▸ **PROBLEM**: Put each of the lines below into a JSON list of strings, one string per line, and leave out any blank lines.

▸ **MATERIAL FOR THIS TASK**:
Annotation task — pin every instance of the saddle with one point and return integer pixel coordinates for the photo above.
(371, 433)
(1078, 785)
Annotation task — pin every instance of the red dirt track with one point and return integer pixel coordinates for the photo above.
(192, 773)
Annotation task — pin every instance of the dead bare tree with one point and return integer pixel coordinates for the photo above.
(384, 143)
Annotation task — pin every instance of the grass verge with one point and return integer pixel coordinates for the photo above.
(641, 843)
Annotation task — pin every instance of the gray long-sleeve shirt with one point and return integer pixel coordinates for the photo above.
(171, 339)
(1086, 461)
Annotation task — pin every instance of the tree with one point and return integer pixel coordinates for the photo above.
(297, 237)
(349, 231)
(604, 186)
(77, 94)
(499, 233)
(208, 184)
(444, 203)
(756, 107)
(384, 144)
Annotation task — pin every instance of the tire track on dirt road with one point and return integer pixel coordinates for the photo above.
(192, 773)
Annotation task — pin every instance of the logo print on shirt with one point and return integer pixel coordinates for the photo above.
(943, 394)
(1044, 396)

▸ **THE COMPLETED TASK**:
[
  "Annotation task — pin every instance of the saddle with one point and return integer pixel coordinates for the photo above.",
  "(371, 433)",
  "(1078, 785)",
  "Annotation task — pin every instance of the red dirt track with one point and return integer pixel coordinates for the photo above.",
  "(192, 773)",
  "Annotation task — pin every instance of the dead bare tree with one point and return integer pixel coordinates for the photo above.",
  "(384, 143)",
  "Annotation task — pin every instance of the grass verge with one point and return integer pixel coordinates for the photo above.",
  "(641, 843)",
  "Annotation task — pin every instance of the gray long-sleeve shirt with one point and return integer pixel coordinates for the photo above.",
  "(171, 339)",
  "(1086, 461)",
  "Annotation task — pin every instance of the tree with one point and return integer pixel coordinates for the photo above.",
  "(297, 237)",
  "(349, 231)",
  "(604, 186)",
  "(77, 94)",
  "(499, 233)",
  "(208, 184)",
  "(444, 203)",
  "(756, 107)",
  "(384, 144)",
  "Annotation task — pin every instance of the tire track on dirt road with one point and return integer pixel coordinates for the photo above.",
  "(192, 773)",
  "Annotation task — pin every instance of the logo print on shirt with one point and return integer pixel coordinates for the photo above.",
  "(943, 394)",
  "(1044, 396)"
]